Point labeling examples
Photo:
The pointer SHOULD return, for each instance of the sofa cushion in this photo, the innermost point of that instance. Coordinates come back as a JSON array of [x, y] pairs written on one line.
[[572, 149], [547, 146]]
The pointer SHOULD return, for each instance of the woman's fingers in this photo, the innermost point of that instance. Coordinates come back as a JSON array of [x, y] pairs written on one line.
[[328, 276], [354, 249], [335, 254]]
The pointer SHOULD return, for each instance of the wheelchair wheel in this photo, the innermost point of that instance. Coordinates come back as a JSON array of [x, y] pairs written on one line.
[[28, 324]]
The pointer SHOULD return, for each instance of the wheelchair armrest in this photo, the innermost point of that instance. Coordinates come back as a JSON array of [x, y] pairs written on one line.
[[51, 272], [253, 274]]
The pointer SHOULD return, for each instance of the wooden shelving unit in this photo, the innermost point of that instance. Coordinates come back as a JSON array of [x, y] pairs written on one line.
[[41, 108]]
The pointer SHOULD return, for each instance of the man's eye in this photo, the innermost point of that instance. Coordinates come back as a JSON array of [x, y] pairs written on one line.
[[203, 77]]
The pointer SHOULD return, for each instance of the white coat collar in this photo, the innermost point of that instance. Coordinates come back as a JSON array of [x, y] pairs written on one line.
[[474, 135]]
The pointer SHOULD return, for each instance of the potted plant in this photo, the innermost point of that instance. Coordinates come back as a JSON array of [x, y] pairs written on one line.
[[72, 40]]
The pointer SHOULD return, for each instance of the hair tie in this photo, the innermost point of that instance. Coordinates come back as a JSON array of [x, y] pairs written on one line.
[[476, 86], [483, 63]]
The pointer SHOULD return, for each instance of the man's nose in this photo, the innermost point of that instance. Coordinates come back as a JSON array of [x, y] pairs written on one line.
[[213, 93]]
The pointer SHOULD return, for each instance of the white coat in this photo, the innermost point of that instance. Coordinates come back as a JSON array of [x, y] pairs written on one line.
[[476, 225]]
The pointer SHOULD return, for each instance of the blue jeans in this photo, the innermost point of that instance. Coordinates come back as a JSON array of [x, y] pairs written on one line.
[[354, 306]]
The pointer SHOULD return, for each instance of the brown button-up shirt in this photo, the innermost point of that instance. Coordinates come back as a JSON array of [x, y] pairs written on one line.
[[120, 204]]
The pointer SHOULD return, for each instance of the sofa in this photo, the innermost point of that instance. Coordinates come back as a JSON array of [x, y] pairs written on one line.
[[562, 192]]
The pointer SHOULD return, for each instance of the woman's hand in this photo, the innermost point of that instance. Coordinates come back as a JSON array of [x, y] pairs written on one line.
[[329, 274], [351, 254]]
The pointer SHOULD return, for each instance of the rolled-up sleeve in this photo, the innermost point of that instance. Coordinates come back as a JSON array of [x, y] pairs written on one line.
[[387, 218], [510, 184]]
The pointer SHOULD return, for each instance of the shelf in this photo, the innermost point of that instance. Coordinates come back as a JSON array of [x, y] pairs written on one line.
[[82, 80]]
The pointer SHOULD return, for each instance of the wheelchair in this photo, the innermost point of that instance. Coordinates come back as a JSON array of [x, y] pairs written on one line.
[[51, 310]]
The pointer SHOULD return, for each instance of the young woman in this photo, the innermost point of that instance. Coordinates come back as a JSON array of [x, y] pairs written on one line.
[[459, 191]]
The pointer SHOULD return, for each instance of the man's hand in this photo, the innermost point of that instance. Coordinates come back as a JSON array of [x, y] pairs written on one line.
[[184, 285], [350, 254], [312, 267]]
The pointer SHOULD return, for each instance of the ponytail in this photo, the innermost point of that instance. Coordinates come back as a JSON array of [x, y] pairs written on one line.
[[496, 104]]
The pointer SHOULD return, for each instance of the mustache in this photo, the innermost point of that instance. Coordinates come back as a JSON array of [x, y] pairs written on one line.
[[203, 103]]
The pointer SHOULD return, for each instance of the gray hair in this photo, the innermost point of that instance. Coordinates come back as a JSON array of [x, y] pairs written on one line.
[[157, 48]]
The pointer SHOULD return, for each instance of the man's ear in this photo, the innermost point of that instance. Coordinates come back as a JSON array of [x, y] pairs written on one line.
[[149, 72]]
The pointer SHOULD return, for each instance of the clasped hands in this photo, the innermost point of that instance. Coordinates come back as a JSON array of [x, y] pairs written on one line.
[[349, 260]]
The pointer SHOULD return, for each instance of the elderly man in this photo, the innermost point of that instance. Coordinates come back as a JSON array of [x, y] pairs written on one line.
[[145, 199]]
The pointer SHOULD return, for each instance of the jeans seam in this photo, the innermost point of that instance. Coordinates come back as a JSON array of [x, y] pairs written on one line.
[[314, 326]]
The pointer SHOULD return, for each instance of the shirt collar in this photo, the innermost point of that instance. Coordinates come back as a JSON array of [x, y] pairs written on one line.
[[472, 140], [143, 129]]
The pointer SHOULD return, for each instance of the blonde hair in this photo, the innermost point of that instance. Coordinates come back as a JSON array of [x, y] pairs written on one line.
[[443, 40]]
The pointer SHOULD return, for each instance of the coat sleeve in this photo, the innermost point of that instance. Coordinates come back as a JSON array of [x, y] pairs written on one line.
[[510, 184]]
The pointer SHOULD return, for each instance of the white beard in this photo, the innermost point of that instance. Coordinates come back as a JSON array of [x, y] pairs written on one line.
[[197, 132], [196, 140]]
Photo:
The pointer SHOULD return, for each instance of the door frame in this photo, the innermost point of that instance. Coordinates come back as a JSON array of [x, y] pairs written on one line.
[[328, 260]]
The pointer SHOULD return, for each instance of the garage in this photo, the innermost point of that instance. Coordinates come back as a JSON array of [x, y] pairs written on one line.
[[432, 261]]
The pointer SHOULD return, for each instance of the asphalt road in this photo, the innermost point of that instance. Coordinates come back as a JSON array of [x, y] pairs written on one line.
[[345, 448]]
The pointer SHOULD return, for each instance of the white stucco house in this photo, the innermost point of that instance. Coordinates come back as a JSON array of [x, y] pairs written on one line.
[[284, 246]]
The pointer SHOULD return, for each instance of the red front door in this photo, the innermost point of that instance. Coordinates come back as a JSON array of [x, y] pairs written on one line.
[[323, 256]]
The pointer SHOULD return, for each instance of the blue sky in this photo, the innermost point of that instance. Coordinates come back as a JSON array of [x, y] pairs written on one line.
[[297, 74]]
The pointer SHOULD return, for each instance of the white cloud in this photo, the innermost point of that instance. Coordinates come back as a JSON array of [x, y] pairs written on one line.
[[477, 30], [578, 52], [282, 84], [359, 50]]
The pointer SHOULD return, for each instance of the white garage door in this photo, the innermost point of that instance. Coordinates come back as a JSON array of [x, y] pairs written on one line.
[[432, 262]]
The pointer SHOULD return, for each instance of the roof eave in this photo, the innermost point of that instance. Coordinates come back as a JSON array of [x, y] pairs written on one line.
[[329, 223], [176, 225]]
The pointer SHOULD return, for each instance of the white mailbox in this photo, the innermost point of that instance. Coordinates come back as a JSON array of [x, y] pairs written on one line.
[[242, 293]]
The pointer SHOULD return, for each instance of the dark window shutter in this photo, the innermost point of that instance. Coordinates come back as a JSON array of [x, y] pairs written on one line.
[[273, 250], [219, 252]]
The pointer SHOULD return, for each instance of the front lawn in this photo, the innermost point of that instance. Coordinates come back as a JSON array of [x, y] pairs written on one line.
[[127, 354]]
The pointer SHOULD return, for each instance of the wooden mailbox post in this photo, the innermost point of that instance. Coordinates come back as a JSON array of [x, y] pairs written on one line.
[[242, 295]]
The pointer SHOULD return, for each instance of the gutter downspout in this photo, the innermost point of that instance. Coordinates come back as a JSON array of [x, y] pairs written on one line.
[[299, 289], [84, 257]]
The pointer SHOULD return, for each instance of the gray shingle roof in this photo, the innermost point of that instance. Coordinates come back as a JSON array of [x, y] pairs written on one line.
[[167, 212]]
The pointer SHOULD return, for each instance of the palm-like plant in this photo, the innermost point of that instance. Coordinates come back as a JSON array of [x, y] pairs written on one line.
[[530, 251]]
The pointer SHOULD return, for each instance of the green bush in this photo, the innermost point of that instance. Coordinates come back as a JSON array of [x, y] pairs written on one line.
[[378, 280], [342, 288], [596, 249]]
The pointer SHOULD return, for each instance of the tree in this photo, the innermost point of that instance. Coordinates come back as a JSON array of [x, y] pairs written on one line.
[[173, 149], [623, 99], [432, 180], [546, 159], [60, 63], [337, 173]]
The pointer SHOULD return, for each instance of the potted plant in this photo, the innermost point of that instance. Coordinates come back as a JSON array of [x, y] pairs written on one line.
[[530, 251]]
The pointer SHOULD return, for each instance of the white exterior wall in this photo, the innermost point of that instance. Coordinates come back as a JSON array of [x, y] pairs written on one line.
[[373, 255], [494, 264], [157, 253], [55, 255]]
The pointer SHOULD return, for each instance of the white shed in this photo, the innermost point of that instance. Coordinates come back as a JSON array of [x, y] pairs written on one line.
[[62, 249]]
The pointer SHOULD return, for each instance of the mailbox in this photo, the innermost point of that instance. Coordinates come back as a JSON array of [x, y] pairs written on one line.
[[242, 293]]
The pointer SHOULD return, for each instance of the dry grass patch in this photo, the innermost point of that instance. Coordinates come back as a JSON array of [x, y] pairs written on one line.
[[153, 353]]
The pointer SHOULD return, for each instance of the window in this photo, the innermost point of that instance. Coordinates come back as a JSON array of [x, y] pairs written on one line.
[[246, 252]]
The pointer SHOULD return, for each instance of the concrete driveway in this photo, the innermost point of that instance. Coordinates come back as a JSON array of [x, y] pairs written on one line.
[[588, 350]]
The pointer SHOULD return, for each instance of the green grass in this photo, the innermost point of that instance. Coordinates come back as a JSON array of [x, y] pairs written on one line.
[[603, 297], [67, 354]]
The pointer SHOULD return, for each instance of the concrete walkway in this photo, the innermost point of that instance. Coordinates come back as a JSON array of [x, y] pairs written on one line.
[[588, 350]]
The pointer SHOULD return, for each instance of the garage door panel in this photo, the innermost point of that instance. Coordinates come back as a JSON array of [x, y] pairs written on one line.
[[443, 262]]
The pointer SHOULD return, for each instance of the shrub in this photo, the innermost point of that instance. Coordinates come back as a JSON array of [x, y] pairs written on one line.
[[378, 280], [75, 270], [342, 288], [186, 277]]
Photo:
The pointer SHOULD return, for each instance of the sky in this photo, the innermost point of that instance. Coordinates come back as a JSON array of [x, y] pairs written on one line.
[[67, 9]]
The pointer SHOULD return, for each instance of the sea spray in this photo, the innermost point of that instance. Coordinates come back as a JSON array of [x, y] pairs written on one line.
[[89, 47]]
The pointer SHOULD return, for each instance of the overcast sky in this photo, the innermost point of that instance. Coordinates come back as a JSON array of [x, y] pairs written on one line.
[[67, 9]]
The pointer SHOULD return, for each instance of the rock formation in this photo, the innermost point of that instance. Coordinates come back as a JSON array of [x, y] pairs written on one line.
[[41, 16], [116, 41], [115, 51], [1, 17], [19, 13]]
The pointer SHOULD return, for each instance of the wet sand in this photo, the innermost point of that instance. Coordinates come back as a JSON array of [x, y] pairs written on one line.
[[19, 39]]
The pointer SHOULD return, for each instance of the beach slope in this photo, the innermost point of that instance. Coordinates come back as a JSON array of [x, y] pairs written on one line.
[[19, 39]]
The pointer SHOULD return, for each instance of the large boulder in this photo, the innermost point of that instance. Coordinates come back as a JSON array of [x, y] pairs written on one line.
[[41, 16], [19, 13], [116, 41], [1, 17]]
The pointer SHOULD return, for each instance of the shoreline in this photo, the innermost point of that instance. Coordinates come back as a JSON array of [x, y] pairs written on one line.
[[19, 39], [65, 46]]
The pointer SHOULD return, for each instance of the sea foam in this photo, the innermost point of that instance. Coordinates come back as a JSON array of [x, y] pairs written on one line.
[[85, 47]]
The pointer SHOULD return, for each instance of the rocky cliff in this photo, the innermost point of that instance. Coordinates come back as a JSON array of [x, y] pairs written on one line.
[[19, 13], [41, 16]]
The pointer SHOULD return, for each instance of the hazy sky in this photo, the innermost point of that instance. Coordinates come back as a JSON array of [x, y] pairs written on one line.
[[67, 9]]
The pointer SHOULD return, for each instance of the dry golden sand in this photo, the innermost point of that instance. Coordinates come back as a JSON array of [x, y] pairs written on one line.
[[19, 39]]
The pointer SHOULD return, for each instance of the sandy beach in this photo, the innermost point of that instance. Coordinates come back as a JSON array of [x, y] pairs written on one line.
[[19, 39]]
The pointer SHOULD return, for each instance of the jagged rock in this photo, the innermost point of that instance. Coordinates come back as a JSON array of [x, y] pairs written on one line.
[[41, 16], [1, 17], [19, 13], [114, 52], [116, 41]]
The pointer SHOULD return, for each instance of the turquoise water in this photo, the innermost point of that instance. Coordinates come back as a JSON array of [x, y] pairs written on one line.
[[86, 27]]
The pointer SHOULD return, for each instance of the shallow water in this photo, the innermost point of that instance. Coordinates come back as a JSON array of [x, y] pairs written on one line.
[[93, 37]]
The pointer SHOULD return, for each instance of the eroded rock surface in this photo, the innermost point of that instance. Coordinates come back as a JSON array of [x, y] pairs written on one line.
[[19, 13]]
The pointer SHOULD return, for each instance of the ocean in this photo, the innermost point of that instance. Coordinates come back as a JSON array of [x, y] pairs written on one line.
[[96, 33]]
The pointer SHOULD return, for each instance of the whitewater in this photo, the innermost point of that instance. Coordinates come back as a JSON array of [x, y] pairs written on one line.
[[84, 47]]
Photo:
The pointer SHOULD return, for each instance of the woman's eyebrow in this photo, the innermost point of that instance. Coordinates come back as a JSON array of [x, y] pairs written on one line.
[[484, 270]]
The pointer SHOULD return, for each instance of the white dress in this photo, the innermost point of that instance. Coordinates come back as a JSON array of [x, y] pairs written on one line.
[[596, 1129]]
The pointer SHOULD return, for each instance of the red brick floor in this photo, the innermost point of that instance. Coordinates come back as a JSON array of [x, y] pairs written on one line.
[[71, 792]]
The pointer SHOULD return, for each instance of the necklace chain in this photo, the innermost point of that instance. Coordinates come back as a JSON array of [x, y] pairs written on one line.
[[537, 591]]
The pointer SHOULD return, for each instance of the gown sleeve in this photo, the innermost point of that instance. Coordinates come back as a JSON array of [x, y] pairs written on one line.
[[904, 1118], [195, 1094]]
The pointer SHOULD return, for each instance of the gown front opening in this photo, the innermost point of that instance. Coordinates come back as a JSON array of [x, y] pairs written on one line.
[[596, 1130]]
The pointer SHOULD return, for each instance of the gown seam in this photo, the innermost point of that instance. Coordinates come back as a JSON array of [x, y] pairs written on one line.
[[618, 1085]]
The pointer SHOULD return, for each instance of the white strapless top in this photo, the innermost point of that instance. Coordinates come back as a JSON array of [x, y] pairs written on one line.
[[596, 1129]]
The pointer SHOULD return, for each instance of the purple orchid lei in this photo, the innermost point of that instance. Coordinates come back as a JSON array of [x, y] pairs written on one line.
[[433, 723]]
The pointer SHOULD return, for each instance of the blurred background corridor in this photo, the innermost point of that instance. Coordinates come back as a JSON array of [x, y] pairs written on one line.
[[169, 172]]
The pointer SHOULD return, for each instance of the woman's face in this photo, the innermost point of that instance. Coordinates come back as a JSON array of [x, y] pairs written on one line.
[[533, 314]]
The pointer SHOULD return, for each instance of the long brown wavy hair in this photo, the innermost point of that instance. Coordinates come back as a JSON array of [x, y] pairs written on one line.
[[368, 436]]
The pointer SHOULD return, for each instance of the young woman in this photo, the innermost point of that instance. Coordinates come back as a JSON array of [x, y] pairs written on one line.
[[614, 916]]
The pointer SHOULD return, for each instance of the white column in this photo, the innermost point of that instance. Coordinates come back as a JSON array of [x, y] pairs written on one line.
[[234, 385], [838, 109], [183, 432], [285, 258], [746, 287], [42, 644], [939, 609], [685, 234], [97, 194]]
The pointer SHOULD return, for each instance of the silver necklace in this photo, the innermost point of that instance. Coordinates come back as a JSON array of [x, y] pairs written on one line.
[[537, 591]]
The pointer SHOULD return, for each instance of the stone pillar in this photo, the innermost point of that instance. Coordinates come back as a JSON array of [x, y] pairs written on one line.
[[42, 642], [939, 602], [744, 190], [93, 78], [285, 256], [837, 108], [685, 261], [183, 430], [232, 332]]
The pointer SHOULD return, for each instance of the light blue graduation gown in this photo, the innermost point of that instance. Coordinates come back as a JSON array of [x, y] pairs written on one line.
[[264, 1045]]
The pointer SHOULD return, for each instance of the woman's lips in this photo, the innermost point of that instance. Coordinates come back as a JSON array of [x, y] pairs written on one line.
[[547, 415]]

Task to complete: Repeat the line that contains "The pointer SHOULD return, for each instance of the white column", then every line after it until the records end, with nothing added.

Result below:
The pointer SHOULD return, for each instance of the white column in this photo, the innermost point of that instance. Coordinates come back as a JSON array of [x, y] pairs written on one line.
[[234, 385], [838, 109], [183, 432], [285, 258], [746, 287], [42, 644], [939, 609], [685, 234], [97, 194]]
The pointer SHOULD return, for each instance of the silver necklace in this photo, the innermost point of that instance. Coordinates come back as a JSON array of [x, y] pairs written on one line.
[[537, 591]]
The pointer SHOULD return, for each instance of the stone pillar in this photo, the innermost point of that instance. Coordinates come back as a JSON array of [x, y] pairs written on one line.
[[42, 642], [939, 602], [744, 190], [93, 78], [285, 256], [837, 108], [685, 261], [183, 430], [232, 332]]
The pointer SHOULD return, for each instance of the light blue graduation gown in this photo, the innermost point of that instance. Coordinates come back as a JSON array of [x, y] pairs written on one line.
[[264, 1045]]
The pointer SHOULD return, for each instance of the woman's lips in this photo, the innermost point of that instance. Coordinates come back as a JSON array of [x, y] pairs written on one line.
[[547, 415]]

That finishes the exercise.